**Quellenauszug**
***

Zum 150. Geburtstag des Malers Ernst Bischoff-Culm

Von Alexander Kleinschrodt

Nidden auf der Kurischen Nehrung wurde berühmt als Ort der Entspannung und Inspiration, den unter anderem Max Pechstein oder Thomas Mann aufgesucht haben. Weniger bekannt ist eine der Gründungsfiguren der sogenannten Künstlerkolonie, der Maler Ernst Bischoff-Culm. Vor 150 Jahren, am 13. März 1870, wurde er – der Künstlername lässt es erahnen – im westpreußischen Kulm geboren.

Wie schreibt man eine Würdigung einer Person, von der man wenig weiß ?  Von dem Maler Ernst Bischoff-Culm sind vielleicht einige Dutzend Werke erhalten, seine Lebensdaten sind überliefert und seine Adresse in Berlin-Schöneberg, wo er Anfang des 20. Jahrhunderts lebte. Aber sonst? Ein gemaltes oder fotografisches Porträt existiert nicht, ob er Frau und Kinder hatte, wäre vielleicht in der als verschollen geltenden alten Berliner Meldekartei zu erfahren gewesen. Auch Selbstzeugnisse zum Beispiel aus Briefen scheinen nicht mehr vorhanden zu sein.

Rekonstruktionen

Die Kunsthistorikerin Johanna Cordes stieß 2015 bei den Recherchen für ihre Masterarbeit an der TU Berlin auf Ernst Bischoff­­Culm. Der „noch immer lebhafte Ruf“ des Künstlers bewog sie, sich genauer mit ihm auseinanderzusetzen: „Bis dato existierte keine Monographie über ihn, wie konnte es dazu kommen? Das Unerforschte faszinierte mich.“ Cordes trug alle auffindbaren biografischen Informationen zusammen, hat das Werk Bischoff-Culms neu gesichtet und dem Bild des Künstlers etwas klarere Konturen verliehen.

***

**Die Eingabe**
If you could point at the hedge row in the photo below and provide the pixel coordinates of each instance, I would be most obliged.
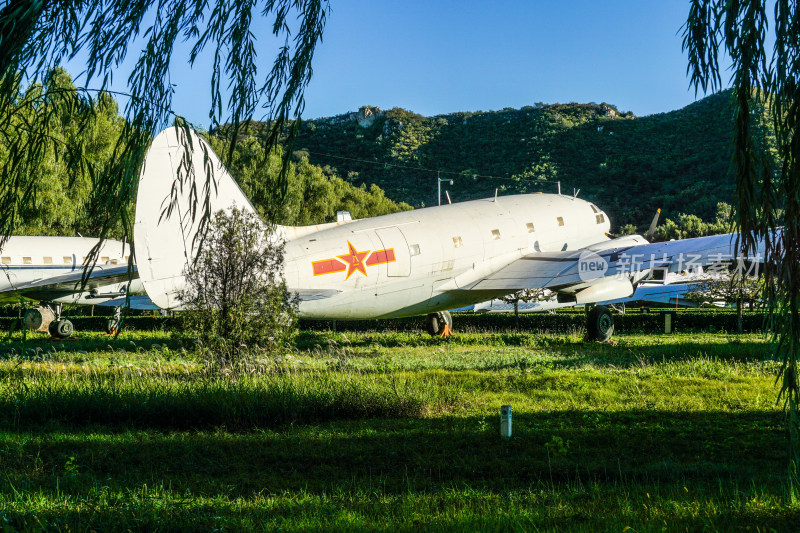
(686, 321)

***

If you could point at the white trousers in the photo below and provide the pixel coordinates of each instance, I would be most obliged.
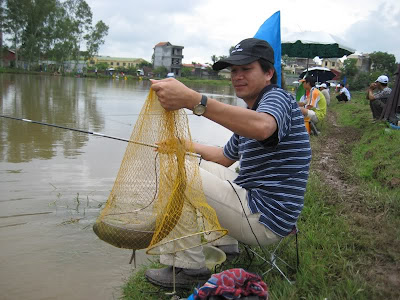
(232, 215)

***

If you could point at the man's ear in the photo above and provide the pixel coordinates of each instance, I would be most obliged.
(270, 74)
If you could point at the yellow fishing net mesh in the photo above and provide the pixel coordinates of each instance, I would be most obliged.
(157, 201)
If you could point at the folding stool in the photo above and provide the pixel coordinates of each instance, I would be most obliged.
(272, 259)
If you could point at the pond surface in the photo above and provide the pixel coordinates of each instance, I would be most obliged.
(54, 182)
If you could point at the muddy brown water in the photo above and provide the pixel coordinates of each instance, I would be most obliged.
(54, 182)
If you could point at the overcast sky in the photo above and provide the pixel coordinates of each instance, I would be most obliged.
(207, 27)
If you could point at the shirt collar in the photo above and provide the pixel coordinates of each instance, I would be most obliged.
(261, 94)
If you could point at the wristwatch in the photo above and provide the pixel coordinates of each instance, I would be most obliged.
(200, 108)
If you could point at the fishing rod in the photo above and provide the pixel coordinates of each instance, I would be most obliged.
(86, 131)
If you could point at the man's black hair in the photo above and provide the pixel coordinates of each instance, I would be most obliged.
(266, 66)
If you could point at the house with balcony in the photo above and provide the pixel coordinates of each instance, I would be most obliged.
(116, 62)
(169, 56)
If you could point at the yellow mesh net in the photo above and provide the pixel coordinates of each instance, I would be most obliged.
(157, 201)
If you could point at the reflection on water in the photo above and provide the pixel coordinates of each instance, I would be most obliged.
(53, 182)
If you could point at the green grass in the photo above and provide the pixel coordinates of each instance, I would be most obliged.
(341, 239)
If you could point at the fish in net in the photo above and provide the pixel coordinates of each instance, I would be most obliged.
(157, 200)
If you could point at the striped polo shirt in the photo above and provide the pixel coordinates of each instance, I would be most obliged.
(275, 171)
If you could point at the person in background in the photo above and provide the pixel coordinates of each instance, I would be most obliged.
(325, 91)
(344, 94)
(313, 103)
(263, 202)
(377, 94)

***

**Aufgabenstellung 1**
Beantworte anhand des Quellenauszugs diese Fragen:
(a) An welchem Tag wurde Ernst Bischoff-Culm geboren?
(b) In welchem Berliner Stadtteil lebte er Anfang des 20. Jahrhunderts?
(c) An welcher Universität schrieb Johanna Cordes ihre Masterarbeit?
**Aufgabenstellung 2**
Welche Zeilen der Einträge enthalten das Wort „water“? Trage alle diese Zeilen vollständig und unverändert zusammen.

**Ergebnis 1**
(a) Am 13. März 1870.
(b) In Berlin-Schöneberg.
(c) An der TU Berlin.

**Ergebnis 2**
If you could point at the muddy brown water in the photo above and provide the pixel coordinates of each instance, I would be most obliged.
If you could point at the reflection on water in the photo above and provide the pixel coordinates of each instance, I would be most obliged.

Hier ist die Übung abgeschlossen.